[BEGIN Input records]

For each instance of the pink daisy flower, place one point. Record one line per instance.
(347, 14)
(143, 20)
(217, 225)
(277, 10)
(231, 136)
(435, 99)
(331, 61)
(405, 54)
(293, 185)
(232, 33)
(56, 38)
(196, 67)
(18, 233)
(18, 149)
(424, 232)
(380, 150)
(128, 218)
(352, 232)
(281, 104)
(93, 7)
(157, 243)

[END Input records]

> **What you have to do**: Retype every line of the entries above, character for character, with no changes.

> **Written reply**:
For each instance of the pink daisy flower, place one point. Record one line per instance.
(347, 14)
(143, 20)
(217, 225)
(277, 10)
(231, 136)
(435, 99)
(331, 61)
(405, 54)
(293, 185)
(232, 33)
(56, 38)
(196, 67)
(18, 233)
(18, 149)
(424, 232)
(380, 150)
(128, 218)
(352, 232)
(281, 104)
(93, 7)
(157, 243)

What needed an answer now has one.